> **YOUR ASSIGNMENT**
Nothing but the lines below between the line holding "Query: blue long-sleeve shirt" and the line holding "Expected output: a single point for each instance of the poster", inclusive, should appear in the answer, each set down exactly.

====================

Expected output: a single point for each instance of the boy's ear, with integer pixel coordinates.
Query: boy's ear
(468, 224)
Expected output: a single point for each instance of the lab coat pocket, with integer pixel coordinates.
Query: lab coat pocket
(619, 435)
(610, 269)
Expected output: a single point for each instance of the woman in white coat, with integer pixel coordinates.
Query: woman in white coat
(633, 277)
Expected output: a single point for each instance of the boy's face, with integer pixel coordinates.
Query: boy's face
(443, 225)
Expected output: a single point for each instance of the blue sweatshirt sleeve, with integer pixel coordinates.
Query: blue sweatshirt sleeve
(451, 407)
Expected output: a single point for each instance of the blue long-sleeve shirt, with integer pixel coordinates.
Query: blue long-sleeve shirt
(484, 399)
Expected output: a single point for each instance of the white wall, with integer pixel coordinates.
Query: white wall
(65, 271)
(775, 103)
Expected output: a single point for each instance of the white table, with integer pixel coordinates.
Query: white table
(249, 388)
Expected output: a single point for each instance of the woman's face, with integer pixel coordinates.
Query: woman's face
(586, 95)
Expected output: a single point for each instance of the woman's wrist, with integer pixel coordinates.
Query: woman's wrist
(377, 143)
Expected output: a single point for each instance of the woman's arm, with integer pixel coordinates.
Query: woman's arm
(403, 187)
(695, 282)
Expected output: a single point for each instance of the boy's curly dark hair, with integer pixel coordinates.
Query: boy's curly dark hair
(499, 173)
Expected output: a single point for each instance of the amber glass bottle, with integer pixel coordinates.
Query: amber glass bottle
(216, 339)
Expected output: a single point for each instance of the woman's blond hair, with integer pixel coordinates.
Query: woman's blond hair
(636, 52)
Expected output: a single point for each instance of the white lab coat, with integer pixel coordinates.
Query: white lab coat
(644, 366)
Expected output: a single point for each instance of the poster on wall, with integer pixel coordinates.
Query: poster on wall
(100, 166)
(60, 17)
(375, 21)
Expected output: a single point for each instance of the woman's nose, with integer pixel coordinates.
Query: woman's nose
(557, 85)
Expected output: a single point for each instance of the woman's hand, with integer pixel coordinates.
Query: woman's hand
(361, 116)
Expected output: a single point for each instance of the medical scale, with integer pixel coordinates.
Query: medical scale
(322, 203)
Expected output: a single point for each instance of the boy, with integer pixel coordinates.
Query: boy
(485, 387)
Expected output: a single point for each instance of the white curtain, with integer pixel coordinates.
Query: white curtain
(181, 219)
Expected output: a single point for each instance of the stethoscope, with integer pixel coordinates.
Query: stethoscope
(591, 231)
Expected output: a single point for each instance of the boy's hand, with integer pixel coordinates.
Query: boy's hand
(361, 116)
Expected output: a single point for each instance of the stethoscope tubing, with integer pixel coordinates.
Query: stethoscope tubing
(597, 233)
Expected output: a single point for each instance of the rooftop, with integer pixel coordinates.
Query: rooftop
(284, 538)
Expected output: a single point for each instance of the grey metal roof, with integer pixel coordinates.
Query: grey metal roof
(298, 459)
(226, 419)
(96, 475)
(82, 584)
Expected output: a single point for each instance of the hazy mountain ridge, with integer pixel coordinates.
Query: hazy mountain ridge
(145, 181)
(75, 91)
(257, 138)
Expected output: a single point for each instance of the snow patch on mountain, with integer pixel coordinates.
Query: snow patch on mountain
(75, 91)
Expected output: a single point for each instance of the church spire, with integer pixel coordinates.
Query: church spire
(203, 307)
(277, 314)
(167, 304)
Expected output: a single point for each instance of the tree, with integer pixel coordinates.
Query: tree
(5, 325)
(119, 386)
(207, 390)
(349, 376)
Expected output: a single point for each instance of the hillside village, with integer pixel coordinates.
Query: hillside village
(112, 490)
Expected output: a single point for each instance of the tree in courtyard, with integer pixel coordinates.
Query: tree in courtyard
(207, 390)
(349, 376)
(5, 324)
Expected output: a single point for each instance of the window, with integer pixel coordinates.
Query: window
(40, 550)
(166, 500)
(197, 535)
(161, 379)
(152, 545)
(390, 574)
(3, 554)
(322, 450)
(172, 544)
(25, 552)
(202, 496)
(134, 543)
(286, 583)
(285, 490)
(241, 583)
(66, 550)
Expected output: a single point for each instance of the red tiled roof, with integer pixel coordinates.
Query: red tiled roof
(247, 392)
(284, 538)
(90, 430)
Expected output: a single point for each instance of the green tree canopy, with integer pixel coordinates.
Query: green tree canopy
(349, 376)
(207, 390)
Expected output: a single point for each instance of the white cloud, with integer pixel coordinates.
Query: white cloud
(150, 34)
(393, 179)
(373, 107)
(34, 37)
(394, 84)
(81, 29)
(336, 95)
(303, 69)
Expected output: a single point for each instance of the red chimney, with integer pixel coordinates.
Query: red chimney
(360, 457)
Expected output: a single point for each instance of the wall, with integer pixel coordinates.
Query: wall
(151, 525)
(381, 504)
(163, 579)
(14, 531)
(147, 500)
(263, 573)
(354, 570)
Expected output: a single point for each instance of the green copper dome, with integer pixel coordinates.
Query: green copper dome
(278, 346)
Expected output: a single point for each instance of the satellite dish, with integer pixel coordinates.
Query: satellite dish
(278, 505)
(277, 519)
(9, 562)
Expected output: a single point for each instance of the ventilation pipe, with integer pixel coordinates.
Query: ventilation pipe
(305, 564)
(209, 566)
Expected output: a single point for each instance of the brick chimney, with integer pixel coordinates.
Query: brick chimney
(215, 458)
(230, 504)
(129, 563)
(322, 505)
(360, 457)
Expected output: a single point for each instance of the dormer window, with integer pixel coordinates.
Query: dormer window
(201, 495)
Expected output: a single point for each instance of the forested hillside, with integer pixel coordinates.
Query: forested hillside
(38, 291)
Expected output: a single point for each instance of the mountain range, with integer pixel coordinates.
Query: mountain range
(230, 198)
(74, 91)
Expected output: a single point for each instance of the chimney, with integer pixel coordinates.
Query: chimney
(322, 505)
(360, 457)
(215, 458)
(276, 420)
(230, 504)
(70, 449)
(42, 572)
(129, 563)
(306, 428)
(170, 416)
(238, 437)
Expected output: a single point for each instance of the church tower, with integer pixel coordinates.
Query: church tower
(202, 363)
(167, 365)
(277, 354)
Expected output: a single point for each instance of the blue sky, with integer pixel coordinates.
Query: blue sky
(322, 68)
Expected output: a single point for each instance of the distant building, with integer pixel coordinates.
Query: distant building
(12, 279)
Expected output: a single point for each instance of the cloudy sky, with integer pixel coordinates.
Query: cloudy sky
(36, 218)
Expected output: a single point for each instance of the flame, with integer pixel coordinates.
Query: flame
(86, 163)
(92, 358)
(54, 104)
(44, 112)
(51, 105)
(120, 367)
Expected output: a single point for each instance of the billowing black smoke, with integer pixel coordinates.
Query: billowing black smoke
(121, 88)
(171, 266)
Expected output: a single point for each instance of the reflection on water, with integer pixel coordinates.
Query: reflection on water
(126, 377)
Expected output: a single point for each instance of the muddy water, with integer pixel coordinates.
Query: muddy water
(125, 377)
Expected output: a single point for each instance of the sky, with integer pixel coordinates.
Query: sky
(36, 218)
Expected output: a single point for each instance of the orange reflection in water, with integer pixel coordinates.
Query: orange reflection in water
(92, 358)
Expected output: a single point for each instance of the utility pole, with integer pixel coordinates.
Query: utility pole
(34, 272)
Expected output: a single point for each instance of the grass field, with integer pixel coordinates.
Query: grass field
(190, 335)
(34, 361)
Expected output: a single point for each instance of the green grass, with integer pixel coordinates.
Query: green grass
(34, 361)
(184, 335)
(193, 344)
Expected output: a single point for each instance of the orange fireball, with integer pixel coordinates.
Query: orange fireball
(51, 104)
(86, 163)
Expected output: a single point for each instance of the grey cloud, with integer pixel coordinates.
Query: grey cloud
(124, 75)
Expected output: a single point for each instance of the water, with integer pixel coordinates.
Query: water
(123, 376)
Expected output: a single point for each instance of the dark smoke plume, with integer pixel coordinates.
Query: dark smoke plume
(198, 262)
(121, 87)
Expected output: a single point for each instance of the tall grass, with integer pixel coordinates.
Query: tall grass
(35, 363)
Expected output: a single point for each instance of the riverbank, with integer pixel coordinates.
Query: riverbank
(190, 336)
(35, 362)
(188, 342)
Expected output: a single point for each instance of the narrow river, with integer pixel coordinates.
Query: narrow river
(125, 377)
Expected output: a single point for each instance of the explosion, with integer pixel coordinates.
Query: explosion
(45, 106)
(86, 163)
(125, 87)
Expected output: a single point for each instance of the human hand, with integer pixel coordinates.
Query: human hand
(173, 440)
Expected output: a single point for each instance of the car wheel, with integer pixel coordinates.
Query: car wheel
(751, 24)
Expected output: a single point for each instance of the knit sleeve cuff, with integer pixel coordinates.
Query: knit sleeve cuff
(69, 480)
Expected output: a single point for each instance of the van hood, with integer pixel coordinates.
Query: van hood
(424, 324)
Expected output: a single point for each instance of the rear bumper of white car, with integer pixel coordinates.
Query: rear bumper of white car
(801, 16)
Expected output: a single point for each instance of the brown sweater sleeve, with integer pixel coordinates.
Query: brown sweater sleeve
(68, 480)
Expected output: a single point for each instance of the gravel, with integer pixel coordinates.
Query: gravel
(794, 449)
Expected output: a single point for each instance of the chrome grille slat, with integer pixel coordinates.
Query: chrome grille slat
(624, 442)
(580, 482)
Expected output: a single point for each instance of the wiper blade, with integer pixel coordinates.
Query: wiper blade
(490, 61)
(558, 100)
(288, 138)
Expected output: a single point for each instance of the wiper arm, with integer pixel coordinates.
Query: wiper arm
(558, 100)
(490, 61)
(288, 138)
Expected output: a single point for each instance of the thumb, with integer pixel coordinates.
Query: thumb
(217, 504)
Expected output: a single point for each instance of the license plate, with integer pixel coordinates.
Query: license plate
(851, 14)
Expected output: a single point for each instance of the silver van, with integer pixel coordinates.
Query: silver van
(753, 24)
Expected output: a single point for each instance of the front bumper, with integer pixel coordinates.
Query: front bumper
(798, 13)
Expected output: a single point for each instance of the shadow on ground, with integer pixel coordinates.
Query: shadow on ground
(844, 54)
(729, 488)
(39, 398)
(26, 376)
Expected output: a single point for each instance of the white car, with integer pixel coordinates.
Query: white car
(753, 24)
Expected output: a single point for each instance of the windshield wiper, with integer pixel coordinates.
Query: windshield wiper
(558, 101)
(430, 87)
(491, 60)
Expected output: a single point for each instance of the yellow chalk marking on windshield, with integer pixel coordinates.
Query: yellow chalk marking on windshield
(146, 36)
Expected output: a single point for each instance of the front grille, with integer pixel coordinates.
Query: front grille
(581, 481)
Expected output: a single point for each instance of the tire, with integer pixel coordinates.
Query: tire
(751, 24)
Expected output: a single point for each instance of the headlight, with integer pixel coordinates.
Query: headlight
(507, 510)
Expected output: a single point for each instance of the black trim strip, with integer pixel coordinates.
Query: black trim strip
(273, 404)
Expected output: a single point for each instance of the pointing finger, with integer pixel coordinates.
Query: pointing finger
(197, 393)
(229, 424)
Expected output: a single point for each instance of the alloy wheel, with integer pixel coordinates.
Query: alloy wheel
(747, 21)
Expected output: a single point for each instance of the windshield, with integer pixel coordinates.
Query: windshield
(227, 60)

====================

> **RESULT OF THE EXERCISE**
Query: blue long-sleeve shirt
(484, 399)
Expected output: a single point for each instance of the white wall, with integer pixel coordinates.
Query: white wall
(65, 271)
(775, 103)
Expected output: a single point for each instance of the white table, with integer pixel coordinates.
Query: white table
(249, 388)
Expected output: a single point for each instance of the woman's face, with integer pixel coordinates.
Query: woman's face
(586, 95)
Expected output: a single point for each instance of the woman's wrist, with integer pixel coordinates.
Query: woman's wrist
(377, 143)
Expected output: a single point for each instance of the woman's arm, with integer pixel coordinates.
Query: woman's arm
(403, 187)
(695, 282)
Expected output: a single point for each instance of the boy's curly dark hair, with integer pixel coordinates.
Query: boy's curly dark hair
(499, 173)
Expected output: a single point for each instance of the amber glass bottle, with integer pixel coordinates.
Query: amber glass bottle
(216, 339)
Expected output: a single point for each instance of the woman's blond hair, with integer pixel coordinates.
Query: woman's blond hair
(636, 52)
Expected output: a single point for each instance of the white lab coat, with integer pixel coordinates.
Query: white lab coat
(644, 366)
Expected output: a single point for each instance of the poster on wall, with integer pixel coordinates.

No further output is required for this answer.